— Start Available data —

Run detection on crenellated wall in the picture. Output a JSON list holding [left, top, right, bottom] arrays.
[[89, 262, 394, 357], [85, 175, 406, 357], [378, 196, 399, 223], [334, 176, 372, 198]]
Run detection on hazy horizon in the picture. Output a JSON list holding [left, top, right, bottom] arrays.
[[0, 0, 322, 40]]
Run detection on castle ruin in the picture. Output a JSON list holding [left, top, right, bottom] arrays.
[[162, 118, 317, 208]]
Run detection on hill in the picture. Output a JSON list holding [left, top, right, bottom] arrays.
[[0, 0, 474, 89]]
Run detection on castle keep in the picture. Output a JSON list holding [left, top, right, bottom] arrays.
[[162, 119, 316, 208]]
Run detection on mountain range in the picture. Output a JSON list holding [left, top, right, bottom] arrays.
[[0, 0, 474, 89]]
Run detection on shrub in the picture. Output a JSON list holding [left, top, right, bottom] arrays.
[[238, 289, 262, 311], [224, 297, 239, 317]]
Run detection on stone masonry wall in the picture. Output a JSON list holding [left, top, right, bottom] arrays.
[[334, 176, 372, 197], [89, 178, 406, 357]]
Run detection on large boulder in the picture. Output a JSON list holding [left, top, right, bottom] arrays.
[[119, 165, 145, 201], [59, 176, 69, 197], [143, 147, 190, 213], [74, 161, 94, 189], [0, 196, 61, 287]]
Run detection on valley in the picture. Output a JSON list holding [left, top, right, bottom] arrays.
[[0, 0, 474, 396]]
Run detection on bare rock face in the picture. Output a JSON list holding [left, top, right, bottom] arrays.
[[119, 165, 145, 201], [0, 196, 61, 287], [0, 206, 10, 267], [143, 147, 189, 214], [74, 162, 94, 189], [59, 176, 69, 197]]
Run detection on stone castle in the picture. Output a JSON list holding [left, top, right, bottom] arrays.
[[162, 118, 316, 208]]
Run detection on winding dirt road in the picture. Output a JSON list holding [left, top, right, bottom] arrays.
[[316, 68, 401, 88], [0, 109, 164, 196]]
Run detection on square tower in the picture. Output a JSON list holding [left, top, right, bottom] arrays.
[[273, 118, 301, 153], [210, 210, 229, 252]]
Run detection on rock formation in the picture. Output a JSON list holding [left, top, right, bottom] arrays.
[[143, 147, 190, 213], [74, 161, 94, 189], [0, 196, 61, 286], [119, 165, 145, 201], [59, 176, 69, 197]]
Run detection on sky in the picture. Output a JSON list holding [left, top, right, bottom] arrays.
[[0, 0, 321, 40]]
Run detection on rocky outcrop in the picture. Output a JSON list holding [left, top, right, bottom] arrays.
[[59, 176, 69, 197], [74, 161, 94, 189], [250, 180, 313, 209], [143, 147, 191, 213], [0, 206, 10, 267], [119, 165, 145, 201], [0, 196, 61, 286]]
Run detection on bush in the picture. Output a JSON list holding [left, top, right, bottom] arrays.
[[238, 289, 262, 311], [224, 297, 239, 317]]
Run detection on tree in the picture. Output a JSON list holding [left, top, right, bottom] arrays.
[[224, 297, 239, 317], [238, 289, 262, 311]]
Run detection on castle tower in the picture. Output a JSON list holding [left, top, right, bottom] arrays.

— End Available data —

--- Stated problem ---
Please rewrite the lines from the one containing "Run detection on sky" through the end of the items as a Markdown table with two columns, Row for the row number and Line for the line itself, and skip any blank lines.

--- The reply ---
| Row | Line |
|---|---|
| 1 | Run detection on sky in the picture. Output a JSON list holding [left, top, right, bottom] arrays. |
| 2 | [[0, 0, 321, 40]] |
| 3 | Run detection on rocky outcrop in the picture. Output a JSON list holding [left, top, right, bottom] arrays. |
| 4 | [[59, 176, 69, 197], [74, 161, 94, 189], [250, 180, 313, 209], [143, 147, 191, 213], [0, 206, 10, 267], [119, 165, 145, 201], [0, 196, 61, 286]] |
| 5 | Run detection on bush in the picture. Output a JSON list holding [left, top, right, bottom] arrays. |
| 6 | [[238, 289, 262, 311], [224, 297, 239, 317]] |
| 7 | Run detection on tree in the picture. Output a JSON list holding [left, top, right, bottom] arrays. |
| 8 | [[224, 297, 239, 317], [238, 289, 262, 311]] |
| 9 | Run detection on castle tower in the picture. Output a JSON list holding [left, top, right, bottom] arrays. |